AIM: In the forum post below about a border terrier living with cats, which of the writer's pets does the post say the dog would definitely kill?
#### PASSAGE TO READ ####
They are a *great* mix! My border Terrier joined my family last Christmas. I had 5 cats at the time. 3 younger ones & 2 old cats (14 & 19) & he was great with them. He learned his place & respected them after with no injury to him, or them. He plays 'chase' with his black cat best friend, Stabby. If Rufus is lying down my cat goes up to him & starts patting him until he does. It looks bad to outsiders to see him chasing the cat but Stabby makes him chase him & makes sure he's never more (or less) than a foot in front of him. He loves all the cats & sleeps with them, sharing his bed with Stabby too. Even my cat who wasn't a dog fan loves him. (That could be because it stops neighbourhood cara coming in!) I read, worryingly that borders like your cats but are not friendly to other cats. That has not been the case at all! One of the neighbours cats still comes in because he knows my dog is ok. He wants to go & lick & play with every cat he sees on the street, though I don't allow him to but a cat around the corner still came up to him & now runs up to greet him as a result. So far as the other animals are concerned the only ones I wouldn't trust him with are rodents. He was fine with the neighbour's loose rabbits & has been fine with birds we rescue from the cats & sometimes raise, great with my African Pygymy Hedgehog (just wary - it's sharp!) & no problem with my tortoises. My harvest mice & hamsters he would definitely kill. His reaction proves it. He helped Stabby kill a rat unfortunately & reacts the same to my pets.
We had a lurcher when we had 7 cats & he was super with them. Loved them all. If you get them from puppies especially, they accept your cats. I'm so sorry about your Samoyed, it's very hard to lose your pets. I hope you manage to fill the gap left behind successfully? Hope this helps?
Love,
Sharon.
Xxx


----------
#### GIVEN DATA ####
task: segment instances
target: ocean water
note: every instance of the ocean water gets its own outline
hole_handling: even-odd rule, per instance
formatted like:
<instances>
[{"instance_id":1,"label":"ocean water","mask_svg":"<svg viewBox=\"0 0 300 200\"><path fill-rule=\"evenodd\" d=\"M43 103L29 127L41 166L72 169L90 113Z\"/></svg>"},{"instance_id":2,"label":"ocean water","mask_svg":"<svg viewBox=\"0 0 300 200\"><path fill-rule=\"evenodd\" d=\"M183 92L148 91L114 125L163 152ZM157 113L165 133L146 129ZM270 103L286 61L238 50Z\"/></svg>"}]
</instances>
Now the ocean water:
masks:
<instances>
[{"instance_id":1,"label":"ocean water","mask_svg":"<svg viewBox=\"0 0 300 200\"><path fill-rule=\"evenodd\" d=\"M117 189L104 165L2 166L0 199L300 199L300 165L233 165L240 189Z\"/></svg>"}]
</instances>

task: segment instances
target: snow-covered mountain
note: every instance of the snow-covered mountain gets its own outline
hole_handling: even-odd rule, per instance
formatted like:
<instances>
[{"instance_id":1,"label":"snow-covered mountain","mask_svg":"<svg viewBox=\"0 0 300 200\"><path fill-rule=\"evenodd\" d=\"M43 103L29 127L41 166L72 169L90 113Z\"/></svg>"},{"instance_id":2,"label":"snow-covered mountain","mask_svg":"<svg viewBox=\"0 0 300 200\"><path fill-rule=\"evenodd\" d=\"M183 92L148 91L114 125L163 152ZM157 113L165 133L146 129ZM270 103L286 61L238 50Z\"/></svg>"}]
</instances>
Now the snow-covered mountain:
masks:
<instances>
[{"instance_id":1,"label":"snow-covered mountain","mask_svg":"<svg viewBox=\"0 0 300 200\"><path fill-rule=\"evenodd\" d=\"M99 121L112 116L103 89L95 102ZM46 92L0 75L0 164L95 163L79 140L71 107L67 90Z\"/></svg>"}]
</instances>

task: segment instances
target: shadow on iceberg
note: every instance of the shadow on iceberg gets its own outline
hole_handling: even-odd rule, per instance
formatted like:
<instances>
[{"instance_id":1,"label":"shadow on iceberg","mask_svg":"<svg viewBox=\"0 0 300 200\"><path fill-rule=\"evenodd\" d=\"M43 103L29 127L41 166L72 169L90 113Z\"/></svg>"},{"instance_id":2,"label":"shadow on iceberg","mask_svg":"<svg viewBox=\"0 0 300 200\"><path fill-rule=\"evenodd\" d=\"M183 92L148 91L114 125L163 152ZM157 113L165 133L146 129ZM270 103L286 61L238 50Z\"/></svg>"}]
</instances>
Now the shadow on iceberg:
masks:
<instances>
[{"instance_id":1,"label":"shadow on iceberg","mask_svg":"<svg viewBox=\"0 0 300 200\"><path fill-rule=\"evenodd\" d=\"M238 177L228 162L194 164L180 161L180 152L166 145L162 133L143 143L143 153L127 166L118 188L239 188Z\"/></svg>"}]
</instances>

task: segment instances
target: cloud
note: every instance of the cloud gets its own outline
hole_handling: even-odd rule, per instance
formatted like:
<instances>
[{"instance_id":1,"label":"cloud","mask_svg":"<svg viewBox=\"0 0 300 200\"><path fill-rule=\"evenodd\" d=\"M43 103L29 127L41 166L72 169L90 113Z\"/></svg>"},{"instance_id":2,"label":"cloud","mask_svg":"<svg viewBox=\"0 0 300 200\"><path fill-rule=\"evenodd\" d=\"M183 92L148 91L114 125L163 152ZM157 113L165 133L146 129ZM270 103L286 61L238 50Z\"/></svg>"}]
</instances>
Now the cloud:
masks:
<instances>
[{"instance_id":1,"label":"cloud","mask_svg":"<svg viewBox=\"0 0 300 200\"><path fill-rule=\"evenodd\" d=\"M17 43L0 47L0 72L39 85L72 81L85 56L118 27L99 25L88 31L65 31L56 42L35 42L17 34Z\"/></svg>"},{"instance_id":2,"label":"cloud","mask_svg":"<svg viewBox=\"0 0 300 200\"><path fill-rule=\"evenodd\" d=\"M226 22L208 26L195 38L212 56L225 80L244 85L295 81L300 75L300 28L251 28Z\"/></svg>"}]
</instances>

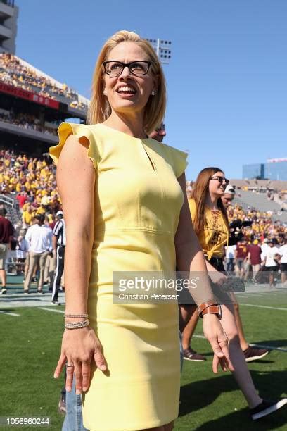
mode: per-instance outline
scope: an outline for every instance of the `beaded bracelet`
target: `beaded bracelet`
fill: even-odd
[[[87,319],[87,318],[88,317],[88,315],[84,313],[82,313],[79,314],[65,314],[65,318],[73,318],[73,317],[82,317]]]
[[[86,327],[89,325],[88,319],[81,320],[80,322],[71,322],[70,323],[65,323],[65,329],[78,329],[80,327]]]

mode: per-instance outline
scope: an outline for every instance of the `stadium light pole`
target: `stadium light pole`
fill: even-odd
[[[168,64],[172,57],[170,40],[162,40],[162,39],[146,39],[156,52],[156,55],[162,64]]]

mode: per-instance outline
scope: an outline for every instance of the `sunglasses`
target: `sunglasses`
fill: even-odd
[[[227,185],[229,184],[229,180],[224,178],[224,177],[210,177],[210,180],[217,180],[220,184],[222,184],[223,182],[224,182]]]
####
RESULT BELOW: The writer's harvest mice and hamsters.